**WORK REQUIRED**
Lines in the listing below that include the word "single" need to be copied.

**DATA IN THIS EXERCISE**
..............................

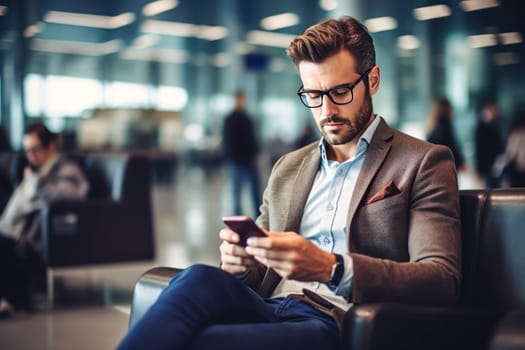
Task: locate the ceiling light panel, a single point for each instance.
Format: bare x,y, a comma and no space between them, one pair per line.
475,5
408,42
259,37
431,12
482,40
510,38
76,47
87,20
282,20
159,55
184,30
156,7
380,24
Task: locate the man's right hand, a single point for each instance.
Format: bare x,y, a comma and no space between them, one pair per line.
234,258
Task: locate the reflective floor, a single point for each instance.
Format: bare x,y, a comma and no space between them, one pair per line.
91,304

..............................

**TASK RESULT**
Task: locate the ceiling light panel, a single point for each instance.
Task: locate the man's right hand, a single point for each instance.
Task: locate the reflective floor, a single point for each instance.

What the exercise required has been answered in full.